____ EXERCISE INPUT

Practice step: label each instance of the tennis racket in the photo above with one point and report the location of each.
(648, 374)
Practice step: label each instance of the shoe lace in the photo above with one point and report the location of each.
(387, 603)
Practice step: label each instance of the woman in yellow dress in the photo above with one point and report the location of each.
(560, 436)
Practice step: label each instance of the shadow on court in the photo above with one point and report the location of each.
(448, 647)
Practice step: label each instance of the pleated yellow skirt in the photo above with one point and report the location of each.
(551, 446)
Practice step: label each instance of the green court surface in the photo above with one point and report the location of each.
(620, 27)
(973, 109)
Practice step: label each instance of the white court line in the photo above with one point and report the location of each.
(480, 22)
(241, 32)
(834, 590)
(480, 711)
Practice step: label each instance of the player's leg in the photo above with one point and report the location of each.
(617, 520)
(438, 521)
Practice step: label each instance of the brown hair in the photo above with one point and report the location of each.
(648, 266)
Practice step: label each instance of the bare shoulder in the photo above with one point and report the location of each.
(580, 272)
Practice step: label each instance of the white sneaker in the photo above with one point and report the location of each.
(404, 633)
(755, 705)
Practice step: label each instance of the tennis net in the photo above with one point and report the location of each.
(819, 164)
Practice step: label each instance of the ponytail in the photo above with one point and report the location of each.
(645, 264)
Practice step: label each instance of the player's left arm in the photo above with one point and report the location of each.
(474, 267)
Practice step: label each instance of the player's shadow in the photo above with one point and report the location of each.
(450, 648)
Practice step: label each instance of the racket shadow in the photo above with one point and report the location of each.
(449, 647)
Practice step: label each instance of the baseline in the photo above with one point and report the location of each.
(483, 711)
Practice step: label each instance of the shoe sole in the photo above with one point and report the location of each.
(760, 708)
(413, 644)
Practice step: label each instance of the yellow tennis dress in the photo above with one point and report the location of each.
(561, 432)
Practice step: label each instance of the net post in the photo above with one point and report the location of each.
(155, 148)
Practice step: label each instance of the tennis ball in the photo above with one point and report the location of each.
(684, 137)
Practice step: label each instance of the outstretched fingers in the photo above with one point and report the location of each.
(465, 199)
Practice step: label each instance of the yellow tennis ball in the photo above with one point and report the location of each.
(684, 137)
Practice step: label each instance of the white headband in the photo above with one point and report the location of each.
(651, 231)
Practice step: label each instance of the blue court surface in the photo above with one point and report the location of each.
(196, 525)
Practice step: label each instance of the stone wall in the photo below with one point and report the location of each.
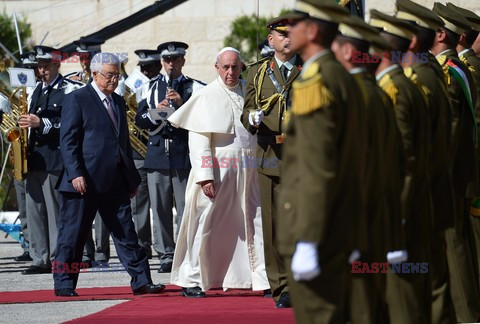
(203, 24)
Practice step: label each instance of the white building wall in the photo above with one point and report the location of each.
(203, 24)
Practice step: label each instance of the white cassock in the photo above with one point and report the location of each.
(220, 243)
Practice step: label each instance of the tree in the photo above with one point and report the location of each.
(8, 35)
(246, 33)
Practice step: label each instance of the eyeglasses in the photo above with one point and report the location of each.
(110, 76)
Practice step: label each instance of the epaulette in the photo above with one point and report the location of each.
(155, 78)
(310, 93)
(442, 59)
(465, 61)
(259, 61)
(71, 85)
(410, 74)
(387, 85)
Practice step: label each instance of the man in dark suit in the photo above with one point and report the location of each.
(99, 176)
(44, 159)
(167, 162)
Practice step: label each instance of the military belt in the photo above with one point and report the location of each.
(270, 139)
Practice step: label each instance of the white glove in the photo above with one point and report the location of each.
(255, 118)
(354, 256)
(395, 257)
(305, 261)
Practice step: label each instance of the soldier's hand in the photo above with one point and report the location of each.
(305, 261)
(208, 188)
(79, 185)
(163, 105)
(29, 120)
(255, 118)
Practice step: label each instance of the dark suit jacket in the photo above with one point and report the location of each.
(90, 144)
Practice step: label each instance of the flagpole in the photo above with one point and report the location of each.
(18, 34)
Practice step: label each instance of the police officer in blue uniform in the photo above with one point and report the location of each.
(44, 159)
(167, 162)
(150, 66)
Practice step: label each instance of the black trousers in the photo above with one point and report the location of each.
(76, 217)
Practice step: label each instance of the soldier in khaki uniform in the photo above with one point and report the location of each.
(324, 155)
(463, 286)
(408, 294)
(269, 84)
(467, 56)
(382, 177)
(427, 75)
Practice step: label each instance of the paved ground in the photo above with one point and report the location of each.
(12, 280)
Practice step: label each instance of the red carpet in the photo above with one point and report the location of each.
(44, 296)
(232, 307)
(229, 308)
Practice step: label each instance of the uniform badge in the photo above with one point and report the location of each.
(22, 78)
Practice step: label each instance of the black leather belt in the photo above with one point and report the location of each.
(270, 139)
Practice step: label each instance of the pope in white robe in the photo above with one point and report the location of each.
(220, 243)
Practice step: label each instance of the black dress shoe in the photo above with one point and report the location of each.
(165, 267)
(24, 257)
(149, 289)
(193, 292)
(284, 301)
(36, 270)
(65, 292)
(101, 264)
(87, 264)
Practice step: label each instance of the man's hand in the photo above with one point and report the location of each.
(305, 261)
(208, 188)
(29, 120)
(80, 185)
(396, 257)
(255, 118)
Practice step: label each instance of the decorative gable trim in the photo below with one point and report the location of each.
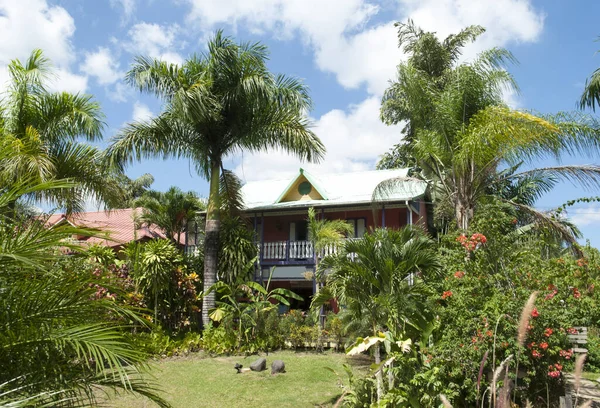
(302, 174)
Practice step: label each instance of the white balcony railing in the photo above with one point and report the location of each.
(294, 250)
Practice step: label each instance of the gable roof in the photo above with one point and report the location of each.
(300, 176)
(337, 189)
(119, 224)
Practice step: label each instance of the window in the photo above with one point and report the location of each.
(358, 227)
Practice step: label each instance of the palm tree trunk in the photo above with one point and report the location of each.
(379, 375)
(211, 240)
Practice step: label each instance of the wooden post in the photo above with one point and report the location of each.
(262, 243)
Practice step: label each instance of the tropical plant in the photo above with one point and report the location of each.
(591, 92)
(171, 211)
(60, 341)
(158, 260)
(133, 189)
(462, 133)
(322, 234)
(246, 305)
(378, 279)
(217, 104)
(40, 129)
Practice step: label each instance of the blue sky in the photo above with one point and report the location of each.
(345, 50)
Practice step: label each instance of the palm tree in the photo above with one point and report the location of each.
(217, 104)
(41, 128)
(462, 132)
(134, 188)
(172, 211)
(591, 93)
(158, 259)
(322, 234)
(374, 279)
(59, 344)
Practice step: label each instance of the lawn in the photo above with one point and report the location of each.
(201, 381)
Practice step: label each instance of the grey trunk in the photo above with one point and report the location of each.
(211, 248)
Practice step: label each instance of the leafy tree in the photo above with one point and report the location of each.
(461, 132)
(216, 104)
(172, 211)
(249, 313)
(40, 129)
(59, 340)
(322, 234)
(378, 279)
(157, 261)
(134, 188)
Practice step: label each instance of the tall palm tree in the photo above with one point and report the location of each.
(591, 93)
(462, 132)
(216, 104)
(377, 279)
(42, 128)
(172, 210)
(134, 188)
(324, 233)
(59, 344)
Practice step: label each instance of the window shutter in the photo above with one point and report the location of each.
(360, 227)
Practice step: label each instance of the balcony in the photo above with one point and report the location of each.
(292, 253)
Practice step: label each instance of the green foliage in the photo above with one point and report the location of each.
(172, 211)
(459, 131)
(237, 250)
(62, 335)
(216, 104)
(39, 131)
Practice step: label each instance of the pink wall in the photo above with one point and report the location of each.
(277, 227)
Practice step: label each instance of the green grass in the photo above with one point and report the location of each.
(201, 381)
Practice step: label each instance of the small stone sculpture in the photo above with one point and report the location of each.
(259, 365)
(277, 367)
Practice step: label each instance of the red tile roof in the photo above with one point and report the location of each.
(119, 224)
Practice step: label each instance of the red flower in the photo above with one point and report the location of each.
(551, 295)
(567, 354)
(553, 374)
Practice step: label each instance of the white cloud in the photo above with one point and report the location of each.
(66, 81)
(119, 92)
(353, 139)
(141, 112)
(102, 65)
(348, 41)
(505, 21)
(128, 7)
(29, 24)
(585, 216)
(358, 54)
(156, 41)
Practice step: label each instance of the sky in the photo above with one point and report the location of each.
(346, 51)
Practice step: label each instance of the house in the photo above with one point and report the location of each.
(278, 210)
(119, 227)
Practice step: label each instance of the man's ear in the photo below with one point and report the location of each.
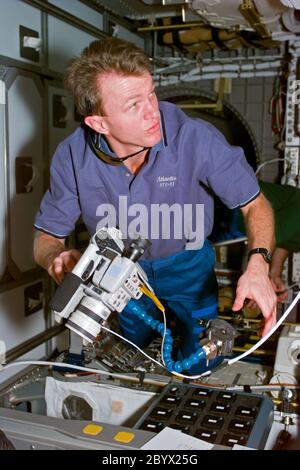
(97, 123)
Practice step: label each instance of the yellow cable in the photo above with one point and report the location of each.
(152, 297)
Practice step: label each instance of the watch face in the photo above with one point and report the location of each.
(269, 257)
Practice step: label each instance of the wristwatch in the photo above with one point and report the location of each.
(262, 251)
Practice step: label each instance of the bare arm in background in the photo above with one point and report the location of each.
(255, 283)
(51, 254)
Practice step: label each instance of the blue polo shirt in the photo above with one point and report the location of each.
(177, 183)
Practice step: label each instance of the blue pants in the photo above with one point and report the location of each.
(186, 285)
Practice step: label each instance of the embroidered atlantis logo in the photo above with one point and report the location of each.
(166, 181)
(156, 222)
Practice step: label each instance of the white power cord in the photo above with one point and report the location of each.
(190, 377)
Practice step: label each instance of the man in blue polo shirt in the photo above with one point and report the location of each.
(148, 168)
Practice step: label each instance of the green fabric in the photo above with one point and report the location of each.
(285, 201)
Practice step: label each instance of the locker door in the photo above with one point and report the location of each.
(2, 181)
(25, 142)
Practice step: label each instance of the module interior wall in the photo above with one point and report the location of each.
(251, 97)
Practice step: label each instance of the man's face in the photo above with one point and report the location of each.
(130, 110)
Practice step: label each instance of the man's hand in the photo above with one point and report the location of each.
(50, 253)
(279, 287)
(62, 264)
(255, 285)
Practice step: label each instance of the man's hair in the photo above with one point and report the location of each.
(100, 57)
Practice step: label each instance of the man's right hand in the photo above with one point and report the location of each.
(62, 264)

________

Return exactly the lines from the one containing "Practice step: label each instance of the locker" through the last line of the records above, both included, and nothing else.

Practice step: label each instance of the locker door in the photo above with one point and report the location of each.
(2, 181)
(25, 142)
Practice step: label each instance of the module interior wall in the photo above with one point and report the location of each.
(251, 97)
Practice step: label each instance of the man's face in the photo above with one point and report the location of each.
(130, 110)
Practice step: label each instance of the man's hand in the photo above with one point and report the location of each.
(50, 253)
(279, 287)
(62, 264)
(255, 285)
Practice step: label each instance of the man's hair in the photo above with one point and report the location of each.
(100, 57)
Practice step: label each instance of the man's right hand in the photo above with one point and report the location of each.
(62, 264)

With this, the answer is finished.